EXERCISE BRIEF —
Please list every line in the records below that contains the string "standing", copying each such line in full.

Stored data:
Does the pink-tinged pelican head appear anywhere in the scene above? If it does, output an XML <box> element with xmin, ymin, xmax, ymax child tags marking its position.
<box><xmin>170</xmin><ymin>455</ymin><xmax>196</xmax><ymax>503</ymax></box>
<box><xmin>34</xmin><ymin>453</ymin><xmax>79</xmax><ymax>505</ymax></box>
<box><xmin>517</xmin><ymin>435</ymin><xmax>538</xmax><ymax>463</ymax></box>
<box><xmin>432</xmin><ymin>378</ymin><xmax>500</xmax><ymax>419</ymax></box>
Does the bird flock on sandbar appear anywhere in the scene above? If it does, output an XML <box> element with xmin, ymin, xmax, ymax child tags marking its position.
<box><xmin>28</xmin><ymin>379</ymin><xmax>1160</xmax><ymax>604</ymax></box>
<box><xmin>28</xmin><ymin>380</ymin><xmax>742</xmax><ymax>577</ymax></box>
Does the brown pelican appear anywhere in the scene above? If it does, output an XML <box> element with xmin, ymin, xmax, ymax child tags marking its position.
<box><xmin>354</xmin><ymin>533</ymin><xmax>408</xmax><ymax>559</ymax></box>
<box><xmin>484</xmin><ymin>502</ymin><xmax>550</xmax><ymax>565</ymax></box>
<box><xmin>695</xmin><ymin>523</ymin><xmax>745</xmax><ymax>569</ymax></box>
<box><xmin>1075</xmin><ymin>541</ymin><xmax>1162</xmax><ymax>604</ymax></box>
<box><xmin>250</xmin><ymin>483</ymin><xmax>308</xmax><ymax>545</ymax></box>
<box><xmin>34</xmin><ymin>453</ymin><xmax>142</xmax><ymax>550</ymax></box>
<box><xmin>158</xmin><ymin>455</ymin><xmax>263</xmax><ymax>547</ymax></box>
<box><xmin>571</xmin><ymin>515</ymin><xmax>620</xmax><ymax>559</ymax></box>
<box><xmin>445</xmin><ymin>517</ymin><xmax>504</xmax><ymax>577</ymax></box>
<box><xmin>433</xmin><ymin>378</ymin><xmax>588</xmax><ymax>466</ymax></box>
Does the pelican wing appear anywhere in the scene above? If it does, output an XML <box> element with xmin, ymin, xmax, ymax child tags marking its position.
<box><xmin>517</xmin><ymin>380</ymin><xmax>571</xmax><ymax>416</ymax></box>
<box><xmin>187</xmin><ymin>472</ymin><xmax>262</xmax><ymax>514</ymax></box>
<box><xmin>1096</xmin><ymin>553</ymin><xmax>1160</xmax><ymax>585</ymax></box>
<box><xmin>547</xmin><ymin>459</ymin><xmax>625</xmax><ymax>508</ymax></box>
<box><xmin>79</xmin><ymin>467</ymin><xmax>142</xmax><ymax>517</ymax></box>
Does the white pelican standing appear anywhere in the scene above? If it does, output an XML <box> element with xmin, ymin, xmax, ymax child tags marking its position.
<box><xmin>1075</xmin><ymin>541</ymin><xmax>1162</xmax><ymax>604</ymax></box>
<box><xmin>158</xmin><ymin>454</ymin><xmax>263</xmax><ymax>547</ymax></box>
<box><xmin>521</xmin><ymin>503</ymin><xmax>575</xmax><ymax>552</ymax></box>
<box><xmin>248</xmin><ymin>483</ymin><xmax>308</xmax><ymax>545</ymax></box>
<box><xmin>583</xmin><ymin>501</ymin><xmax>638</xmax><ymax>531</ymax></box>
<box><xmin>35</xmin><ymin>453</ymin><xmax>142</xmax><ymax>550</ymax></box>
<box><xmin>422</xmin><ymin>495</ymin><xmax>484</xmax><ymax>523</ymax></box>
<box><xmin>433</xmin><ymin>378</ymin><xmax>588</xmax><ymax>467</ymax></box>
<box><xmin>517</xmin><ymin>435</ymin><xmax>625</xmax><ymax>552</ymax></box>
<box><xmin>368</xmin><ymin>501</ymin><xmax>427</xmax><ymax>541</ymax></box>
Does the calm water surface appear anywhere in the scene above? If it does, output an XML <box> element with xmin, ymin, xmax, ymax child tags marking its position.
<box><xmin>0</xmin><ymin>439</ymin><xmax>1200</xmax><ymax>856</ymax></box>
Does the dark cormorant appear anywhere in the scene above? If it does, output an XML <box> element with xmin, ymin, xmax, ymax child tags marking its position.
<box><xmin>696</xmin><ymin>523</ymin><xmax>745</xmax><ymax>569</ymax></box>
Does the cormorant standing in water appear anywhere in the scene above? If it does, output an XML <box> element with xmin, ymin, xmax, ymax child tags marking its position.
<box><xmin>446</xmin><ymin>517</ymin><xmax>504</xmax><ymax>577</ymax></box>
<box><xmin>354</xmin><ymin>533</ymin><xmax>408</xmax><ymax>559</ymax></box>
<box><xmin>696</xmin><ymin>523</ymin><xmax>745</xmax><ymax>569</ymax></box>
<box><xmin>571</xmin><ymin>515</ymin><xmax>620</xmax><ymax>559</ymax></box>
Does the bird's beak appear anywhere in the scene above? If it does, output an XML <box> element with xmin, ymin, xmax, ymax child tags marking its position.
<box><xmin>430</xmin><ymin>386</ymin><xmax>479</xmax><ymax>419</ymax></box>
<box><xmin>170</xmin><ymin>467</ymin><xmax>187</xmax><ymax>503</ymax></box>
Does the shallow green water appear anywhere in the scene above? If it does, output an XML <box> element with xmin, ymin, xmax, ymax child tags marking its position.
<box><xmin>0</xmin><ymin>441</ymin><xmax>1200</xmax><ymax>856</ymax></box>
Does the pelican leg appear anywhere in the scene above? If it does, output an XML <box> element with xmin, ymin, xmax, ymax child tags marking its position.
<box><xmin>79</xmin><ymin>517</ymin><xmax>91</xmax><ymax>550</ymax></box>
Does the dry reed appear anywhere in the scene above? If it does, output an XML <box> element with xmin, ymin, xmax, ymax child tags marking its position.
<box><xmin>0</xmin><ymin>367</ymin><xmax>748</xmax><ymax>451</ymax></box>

REPLY —
Does the white pelican standing appear anywhere in the scene above? If it does, output an XML <box> element with xmin, ymin, xmax, ymax child tags marking its position.
Does the cormorant standing in water appear anywhere in the scene above? If it does, output an XML <box> element with xmin, ymin, xmax, ymax child tags marking its position.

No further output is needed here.